╭─ 本文
NS502.txtを読み込んで、データ部分を ns502.dataという変数に保存する例

ns502.data <- myData()
  • 実行すると、choose.files()で、窓が開いてファイルを選ぶ。結果は、ns502.dataとしてR内に保存される。
  • 中身を見るには、ns502.dataといれてEnterキーを押す。
ns502.data
##  [1] "An Assumed Role"                                                                                                                                                                                                                                                                                                              
##  [2] "Considering the heightened role maintained by many in education, it's strangely rare to fin many willing to question this status quo."                                                                                                                                                                                        
##  [3] "Of course, many aware of the dynamic contrast between student and teacher are perfectly willing to perpetuate and even strengthen this relationship."                                                                                                                                                                         
##  [4] "It may seem entirely silly, even, to consider that anything needs to be changed."                                                                                                                                                                                                                                             
##  [5] "However, with growing competition in workplaces and with newer jobs being developed on a regular basis, it may be necessary to reexamine this two-dimensional hierarchy in order to better prepare students for the changing world."
╰─
依頼 1:
本文について、次の問いに答えてください。
(a) ファイルを選ぶ窓を開くために使われる関数は何ですか。
(b) 読み込んだ結果は、R内でどの変数名で保存されますか。
(c) 出力の「[1]」の行に表示されている文字列は何ですか。
依頼 2:
NS502.txtを読み込む例を示した本文の続きを、最後の行の後から書いてください。
╭─ 提供された記録
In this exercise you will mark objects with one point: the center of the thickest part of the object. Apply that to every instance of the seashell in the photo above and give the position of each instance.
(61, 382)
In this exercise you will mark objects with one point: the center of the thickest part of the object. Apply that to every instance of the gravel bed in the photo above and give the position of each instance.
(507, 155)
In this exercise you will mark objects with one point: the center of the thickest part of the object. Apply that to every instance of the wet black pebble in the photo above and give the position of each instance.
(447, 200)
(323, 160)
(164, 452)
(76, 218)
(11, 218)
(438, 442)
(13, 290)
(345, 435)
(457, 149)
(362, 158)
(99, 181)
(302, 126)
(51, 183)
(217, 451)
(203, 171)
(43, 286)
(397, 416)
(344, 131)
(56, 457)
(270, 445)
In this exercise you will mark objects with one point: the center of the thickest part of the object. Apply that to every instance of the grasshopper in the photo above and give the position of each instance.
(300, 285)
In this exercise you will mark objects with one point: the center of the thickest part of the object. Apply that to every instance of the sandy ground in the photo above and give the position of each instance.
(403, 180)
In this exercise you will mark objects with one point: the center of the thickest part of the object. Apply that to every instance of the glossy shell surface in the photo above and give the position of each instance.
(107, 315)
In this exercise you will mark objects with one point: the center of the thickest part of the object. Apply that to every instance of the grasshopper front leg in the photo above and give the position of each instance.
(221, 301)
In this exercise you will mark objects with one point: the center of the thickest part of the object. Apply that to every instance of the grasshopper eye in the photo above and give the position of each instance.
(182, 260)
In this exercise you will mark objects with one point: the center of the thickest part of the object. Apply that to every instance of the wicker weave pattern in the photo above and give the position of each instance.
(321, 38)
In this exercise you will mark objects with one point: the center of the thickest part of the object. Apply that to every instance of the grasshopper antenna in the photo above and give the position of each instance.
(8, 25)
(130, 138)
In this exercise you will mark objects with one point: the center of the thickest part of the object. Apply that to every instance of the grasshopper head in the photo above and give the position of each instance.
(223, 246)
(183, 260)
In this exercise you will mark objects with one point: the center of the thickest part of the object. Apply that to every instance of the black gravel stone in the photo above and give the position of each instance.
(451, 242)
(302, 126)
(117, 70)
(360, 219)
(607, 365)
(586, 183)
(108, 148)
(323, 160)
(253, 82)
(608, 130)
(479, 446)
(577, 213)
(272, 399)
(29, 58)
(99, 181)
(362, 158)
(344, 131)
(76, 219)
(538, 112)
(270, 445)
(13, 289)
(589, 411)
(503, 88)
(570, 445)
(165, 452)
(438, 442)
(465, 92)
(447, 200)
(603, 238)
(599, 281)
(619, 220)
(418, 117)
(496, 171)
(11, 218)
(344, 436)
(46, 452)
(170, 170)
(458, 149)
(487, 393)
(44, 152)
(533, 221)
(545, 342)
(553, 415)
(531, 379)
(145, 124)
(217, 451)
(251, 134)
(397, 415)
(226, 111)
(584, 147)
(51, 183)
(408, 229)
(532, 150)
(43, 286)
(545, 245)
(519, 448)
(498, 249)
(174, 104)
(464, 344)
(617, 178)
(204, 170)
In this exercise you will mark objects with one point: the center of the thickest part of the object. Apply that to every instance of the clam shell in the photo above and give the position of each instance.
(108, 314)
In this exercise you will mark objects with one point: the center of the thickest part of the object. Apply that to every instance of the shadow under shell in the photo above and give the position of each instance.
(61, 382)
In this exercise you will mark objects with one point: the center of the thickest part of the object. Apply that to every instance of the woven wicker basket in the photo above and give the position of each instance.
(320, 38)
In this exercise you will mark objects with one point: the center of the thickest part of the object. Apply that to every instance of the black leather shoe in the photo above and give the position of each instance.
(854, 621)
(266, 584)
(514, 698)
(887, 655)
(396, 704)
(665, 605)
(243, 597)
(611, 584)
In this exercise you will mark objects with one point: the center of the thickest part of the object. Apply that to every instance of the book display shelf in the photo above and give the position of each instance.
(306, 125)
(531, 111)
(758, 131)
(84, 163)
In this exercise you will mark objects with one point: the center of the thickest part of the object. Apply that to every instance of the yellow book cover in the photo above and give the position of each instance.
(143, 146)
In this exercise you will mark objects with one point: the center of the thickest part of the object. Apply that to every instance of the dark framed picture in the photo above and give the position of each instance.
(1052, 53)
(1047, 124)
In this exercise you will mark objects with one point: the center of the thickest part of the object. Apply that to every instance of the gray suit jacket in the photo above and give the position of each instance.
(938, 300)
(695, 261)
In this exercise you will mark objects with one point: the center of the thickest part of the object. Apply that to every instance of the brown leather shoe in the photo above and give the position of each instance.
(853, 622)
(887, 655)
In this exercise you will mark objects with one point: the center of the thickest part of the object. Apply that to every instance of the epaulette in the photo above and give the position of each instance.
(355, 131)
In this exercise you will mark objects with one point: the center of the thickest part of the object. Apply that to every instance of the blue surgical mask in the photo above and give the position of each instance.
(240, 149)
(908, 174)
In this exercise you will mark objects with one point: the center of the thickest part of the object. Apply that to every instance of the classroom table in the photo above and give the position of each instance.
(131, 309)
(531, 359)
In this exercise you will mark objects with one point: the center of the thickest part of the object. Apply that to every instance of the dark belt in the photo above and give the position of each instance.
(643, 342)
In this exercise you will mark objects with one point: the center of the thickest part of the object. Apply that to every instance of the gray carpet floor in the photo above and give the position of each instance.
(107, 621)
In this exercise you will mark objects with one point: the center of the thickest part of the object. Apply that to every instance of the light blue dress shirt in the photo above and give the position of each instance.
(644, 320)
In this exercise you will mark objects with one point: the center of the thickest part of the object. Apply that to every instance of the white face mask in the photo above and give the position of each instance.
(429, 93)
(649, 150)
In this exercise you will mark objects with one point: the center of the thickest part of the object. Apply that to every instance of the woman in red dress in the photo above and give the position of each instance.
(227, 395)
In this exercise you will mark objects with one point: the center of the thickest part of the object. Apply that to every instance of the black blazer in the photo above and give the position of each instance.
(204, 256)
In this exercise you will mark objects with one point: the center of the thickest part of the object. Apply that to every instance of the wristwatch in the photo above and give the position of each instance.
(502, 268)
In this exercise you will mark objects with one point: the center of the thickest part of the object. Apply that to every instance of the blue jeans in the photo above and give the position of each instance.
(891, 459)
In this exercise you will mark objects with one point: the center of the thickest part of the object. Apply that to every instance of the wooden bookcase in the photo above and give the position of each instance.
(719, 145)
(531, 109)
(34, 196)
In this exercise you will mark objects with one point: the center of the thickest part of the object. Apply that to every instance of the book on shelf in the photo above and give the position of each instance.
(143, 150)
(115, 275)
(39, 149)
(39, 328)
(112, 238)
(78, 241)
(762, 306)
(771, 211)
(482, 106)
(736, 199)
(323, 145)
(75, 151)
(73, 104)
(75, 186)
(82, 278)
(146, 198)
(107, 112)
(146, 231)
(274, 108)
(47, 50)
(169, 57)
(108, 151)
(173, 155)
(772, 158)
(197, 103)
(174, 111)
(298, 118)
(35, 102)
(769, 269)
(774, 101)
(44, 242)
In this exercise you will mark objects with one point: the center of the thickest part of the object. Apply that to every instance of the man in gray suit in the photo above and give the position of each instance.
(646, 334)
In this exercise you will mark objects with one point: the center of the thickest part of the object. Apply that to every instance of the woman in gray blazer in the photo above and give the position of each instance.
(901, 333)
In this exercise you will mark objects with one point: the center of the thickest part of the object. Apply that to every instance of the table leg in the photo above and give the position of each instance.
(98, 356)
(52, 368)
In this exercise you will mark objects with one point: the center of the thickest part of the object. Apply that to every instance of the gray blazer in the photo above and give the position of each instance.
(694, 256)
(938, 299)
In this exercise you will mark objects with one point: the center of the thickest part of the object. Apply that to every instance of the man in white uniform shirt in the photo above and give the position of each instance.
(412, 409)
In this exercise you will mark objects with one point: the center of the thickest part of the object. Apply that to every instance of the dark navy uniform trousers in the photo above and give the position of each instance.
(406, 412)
╰─
回答 1:
(a) choose.files()
(b) ns502.data
(c) "An Assumed Role"

回答 2:
##  [6] "For years, American schools have maintained a strict adherence to an invisible, ghostly code, one that encourages respect and honor in a manner reminiscent of both the power structure found in factories and the military."                                                                                                 
##  [7] "Of course, American schools don't echo this tendency nearly as intensely as those found in Japan, but the elementary through high school experience is one defined by an old-fashioned methodology."                                                                                                                          
##  [8] "Teachers are called by their last name, friendliness is discouraged, and contact, above all else, is highly feared."                                                                                                                                                                                                          
##  [9] "And yet, all of this changes once Americans enter universities, where the professor-student roles often evaporate, save for the minority of more conservative circumstances."                                                                                                                                                 
## [10] "Many professors are willing to acknowledge that their students have long since passed the line into adulthood and are willing to share their normal array of social tendencies with them."                                                                                                                                    
## [11] "It's not uncommon for professors to invite students out for drinks to discuss course material, or even to engage in openly accepted romantic relationships."                                                                                                                                                                  
## [12] "To many foreigners studying in America, this may seem wildly anarchistic and highly vulnerable to abuse."                                                                                                                                                                                                                     
## [13] "Whenever I tell stories of professor-student relationships to French students, especially, their first reaction is to assume that this means many professors must abuse this open attitude to gain \"special favors\" in return for favoritism."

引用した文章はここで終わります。